> **AIM OF THE TASK**: Update the rows below by replacing each "marker" with "pin" and leaving everything else unchanged. Omit the pictures from your answer.

## BEGIN

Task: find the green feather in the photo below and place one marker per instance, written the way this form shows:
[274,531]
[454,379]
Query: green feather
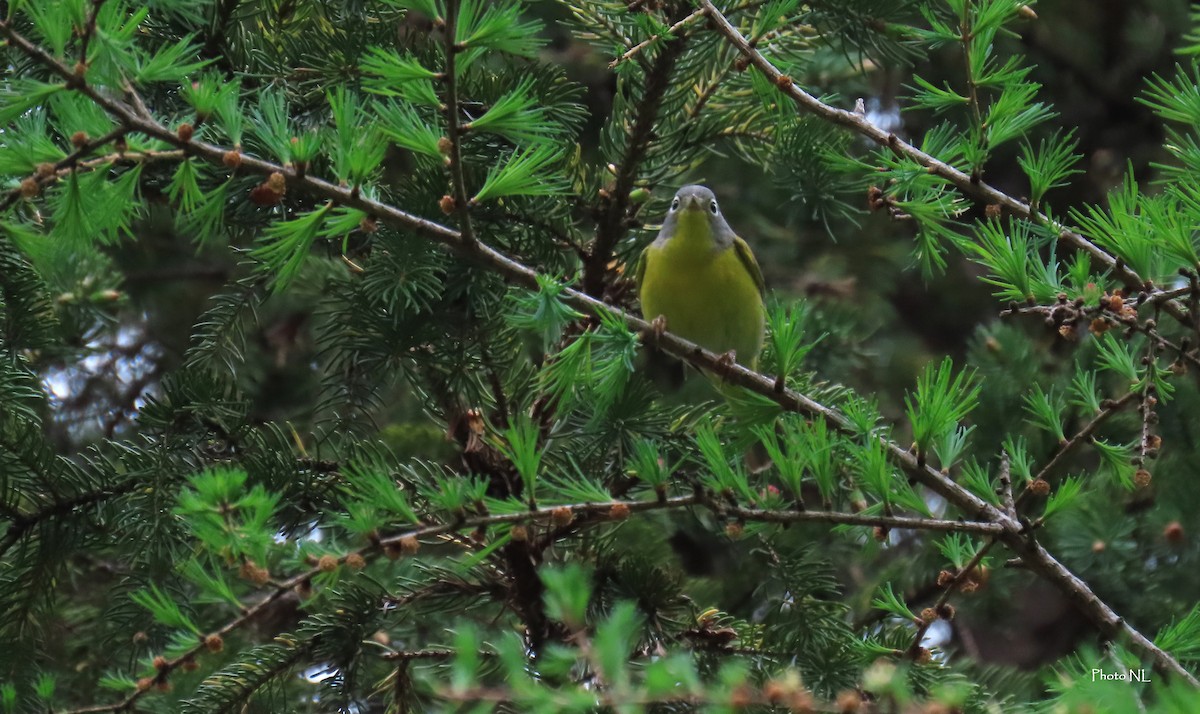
[703,280]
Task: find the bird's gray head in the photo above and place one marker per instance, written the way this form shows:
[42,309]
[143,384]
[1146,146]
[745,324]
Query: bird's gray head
[695,207]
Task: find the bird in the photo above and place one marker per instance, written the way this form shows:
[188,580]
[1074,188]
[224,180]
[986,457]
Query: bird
[701,281]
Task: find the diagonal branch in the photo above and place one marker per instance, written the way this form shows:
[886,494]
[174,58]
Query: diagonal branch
[1012,532]
[960,180]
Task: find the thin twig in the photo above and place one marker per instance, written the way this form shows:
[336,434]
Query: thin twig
[1006,484]
[671,33]
[960,180]
[1108,622]
[1081,436]
[612,221]
[454,131]
[45,177]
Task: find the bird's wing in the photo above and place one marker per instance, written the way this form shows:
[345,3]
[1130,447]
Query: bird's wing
[747,256]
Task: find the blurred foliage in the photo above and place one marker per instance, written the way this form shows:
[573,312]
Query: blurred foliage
[264,449]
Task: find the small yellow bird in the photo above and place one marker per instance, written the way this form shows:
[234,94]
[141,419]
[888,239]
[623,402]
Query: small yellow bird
[702,281]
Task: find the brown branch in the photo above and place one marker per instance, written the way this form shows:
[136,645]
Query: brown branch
[612,221]
[947,591]
[454,131]
[960,180]
[1012,532]
[671,31]
[1081,436]
[42,178]
[22,523]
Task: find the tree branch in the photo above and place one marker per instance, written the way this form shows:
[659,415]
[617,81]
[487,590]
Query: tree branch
[612,222]
[960,180]
[1011,531]
[454,132]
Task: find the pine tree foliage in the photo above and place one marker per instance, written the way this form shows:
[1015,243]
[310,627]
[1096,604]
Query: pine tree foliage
[409,455]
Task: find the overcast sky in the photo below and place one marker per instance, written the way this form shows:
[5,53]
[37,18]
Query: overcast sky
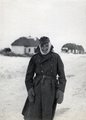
[61,20]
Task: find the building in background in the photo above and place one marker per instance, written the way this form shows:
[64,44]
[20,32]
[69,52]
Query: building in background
[25,45]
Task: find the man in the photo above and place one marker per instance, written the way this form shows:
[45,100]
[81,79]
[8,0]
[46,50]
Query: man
[43,87]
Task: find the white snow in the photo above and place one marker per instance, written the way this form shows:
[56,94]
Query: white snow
[13,92]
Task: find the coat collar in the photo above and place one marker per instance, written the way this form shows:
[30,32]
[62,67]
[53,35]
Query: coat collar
[44,58]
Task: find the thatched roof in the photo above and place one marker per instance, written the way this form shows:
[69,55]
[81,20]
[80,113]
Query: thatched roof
[27,42]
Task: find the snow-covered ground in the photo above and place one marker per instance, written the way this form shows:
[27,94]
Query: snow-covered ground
[13,92]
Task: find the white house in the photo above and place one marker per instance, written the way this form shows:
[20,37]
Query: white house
[24,45]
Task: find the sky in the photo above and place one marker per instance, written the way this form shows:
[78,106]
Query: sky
[63,21]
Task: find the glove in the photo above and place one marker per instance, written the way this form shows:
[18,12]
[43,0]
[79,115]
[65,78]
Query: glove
[31,95]
[59,96]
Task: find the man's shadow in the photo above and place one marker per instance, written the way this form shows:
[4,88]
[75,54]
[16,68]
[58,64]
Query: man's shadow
[61,111]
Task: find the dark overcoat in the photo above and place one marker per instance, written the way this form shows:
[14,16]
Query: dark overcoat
[45,69]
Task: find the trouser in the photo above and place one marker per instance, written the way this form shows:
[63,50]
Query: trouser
[44,105]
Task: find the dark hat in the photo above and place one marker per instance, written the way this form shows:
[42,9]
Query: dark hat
[44,40]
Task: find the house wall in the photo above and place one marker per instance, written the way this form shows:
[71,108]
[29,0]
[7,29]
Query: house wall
[30,50]
[18,49]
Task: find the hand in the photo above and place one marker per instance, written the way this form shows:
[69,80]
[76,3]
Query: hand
[59,96]
[31,95]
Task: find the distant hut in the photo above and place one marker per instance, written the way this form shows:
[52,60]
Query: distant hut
[72,48]
[25,45]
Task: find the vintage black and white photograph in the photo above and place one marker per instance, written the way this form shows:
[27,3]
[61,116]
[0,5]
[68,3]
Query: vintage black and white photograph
[42,59]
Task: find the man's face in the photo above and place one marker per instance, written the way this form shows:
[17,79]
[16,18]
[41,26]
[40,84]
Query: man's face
[45,47]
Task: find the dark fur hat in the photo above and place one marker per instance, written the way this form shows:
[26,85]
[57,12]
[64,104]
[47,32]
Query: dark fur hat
[44,40]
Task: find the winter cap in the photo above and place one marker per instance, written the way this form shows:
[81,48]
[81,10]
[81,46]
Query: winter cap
[44,40]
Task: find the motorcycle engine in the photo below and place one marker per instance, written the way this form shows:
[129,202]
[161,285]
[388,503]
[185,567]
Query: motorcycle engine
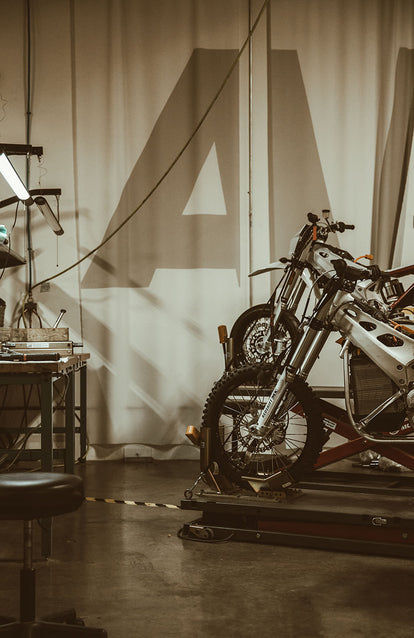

## END

> **SOLUTION TO THE PROBLEM**:
Task: find the green feather in the photo below and place one pin per instance, written the way this form shows:
[274,531]
[454,379]
Query: green feather
[703,280]
Task: find the bird's gray head in the photo above and place one pin per instance, written the way this form shows:
[42,309]
[143,384]
[1146,146]
[745,324]
Query: bird's gray head
[695,207]
Task: find the bird in the photo above and place one pin per instance, written the way this form shows:
[188,580]
[1074,188]
[224,180]
[986,457]
Query: bird
[701,281]
Task: find the diagonal branch in the photo above and place one pin per instance, written the way this form shows:
[886,494]
[174,58]
Query: diagonal branch
[1012,532]
[960,180]
Task: find the thin twig in the photo above and place one pin per instance, written the way this form shows:
[336,434]
Query: thin twig
[1006,484]
[671,33]
[960,180]
[1108,622]
[1081,436]
[612,221]
[454,131]
[45,177]
Task: find the bird's wing in the photo above and place one pin per instance, written the way this form shows:
[345,3]
[1130,447]
Query: bird's wing
[747,256]
Task: find the blurred foliage in the photo above and place one pin per instance, written the way this form shows:
[573,312]
Query: blurred foliage
[264,449]
Task: find the small yellow bird in the photo above and place one pin per instance, written the way this form shows:
[234,94]
[141,419]
[888,239]
[623,402]
Query: small yellow bird
[702,281]
Task: find the brown branch in the photo above and place one pin per instance, written the way this form shows:
[136,645]
Query: brown branch
[612,221]
[947,591]
[454,131]
[960,180]
[1012,532]
[671,31]
[1081,436]
[42,178]
[22,523]
Task: find the tree branch in the photo above and place one pin per instance, written the way this form shows:
[659,415]
[617,81]
[487,590]
Query: tree branch
[612,222]
[960,180]
[1011,531]
[454,132]
Task: find the pine tree foliage in the photo above and place one pin per instance, written the way this form shows:
[1015,243]
[310,627]
[1096,604]
Query: pine tree foliage
[409,455]
Task: find the overcast sky in the photo below and place one pin per instance, written the way this form shows:
[5,53]
[37,18]
Query: overcast sky
[61,20]
Task: find the building in background in the photo above and place one pin per instance, written the way this form shows:
[64,44]
[20,32]
[69,52]
Query: building in background
[25,45]
Task: find the man in the photo above and place one pin per instance, written the way this form shows:
[45,100]
[81,79]
[8,0]
[46,50]
Query: man
[43,87]
Task: find the white snow in the photo above and place one pin per instance, written the way this form shows:
[56,94]
Query: white snow
[13,92]
Task: find the coat collar in the photo above and place one pin per instance, written the way this form shows:
[30,32]
[62,67]
[53,35]
Query: coat collar
[44,58]
Task: find the thatched roof in the photo above and place one pin per instance, written the way this form shows:
[69,55]
[81,20]
[80,113]
Query: thatched roof
[27,42]
Task: find the snow-covered ground in the photo above and place one pin per instance, written the way this form shows:
[27,94]
Query: snow-covered ground
[13,92]
Task: find the white house in the photo above and place one pin per instance, written the way this form shows:
[20,37]
Query: white house
[24,45]
Task: find the sky in the photo above and place one pin per instance, written the way this form shows:
[78,106]
Query: sky
[63,21]
Task: find the glove in the photo above and place one pin per instance, written the way this form shows:
[18,12]
[43,0]
[79,115]
[65,78]
Query: glove
[31,95]
[59,96]
Task: find the man's shadow in the photo above and place one pin per instance, written the way this form shows:
[4,88]
[75,54]
[16,68]
[58,64]
Query: man's shadow
[61,111]
Task: find the dark overcoat in the photo above and place one pin per instance, written the way this form shows:
[14,16]
Query: dark overcoat
[45,69]
Task: find the trouser in the photo above and place one pin per instance, written the way this form shows:
[63,50]
Query: trouser
[44,105]
Task: find the dark hat in the photo above and place one pin per instance, written the way this form shows:
[42,9]
Query: dark hat
[44,40]
Task: find the house wall in the photo above and place one pin per instance, written the way this form shows:
[71,108]
[29,0]
[7,29]
Query: house wall
[30,50]
[18,49]
Task: find the hand in the photo above and place one pin per instance, written the way this form shows:
[69,80]
[76,3]
Query: hand
[59,96]
[31,95]
Task: find the distant hut in the photo above and place one pin per instance, written the way this form shows:
[52,60]
Query: distant hut
[72,48]
[25,45]
Task: find the vintage black and white photograph in the photo above and place one pin per instance, written the way this form shows:
[27,3]
[61,116]
[0,5]
[68,3]
Query: vintage black and white photograph
[42,59]
Task: find the man's face in the photo above and place one pin per instance, written the way this form shows:
[17,79]
[16,18]
[41,26]
[40,84]
Query: man's face
[45,47]
Task: find the dark fur hat in the photo above and place one pin per instance, written the way this form shows:
[26,85]
[57,12]
[64,104]
[47,32]
Query: dark fur hat
[44,40]
Task: find the winter cap in the photo above and place one pin per instance, written the way this form shows:
[81,48]
[81,10]
[81,46]
Query: winter cap
[44,40]
Task: find the motorcycle engine in the photo below and place one pin per instance, written the way this form shows:
[129,202]
[161,285]
[388,503]
[185,567]
Query: motorcycle engine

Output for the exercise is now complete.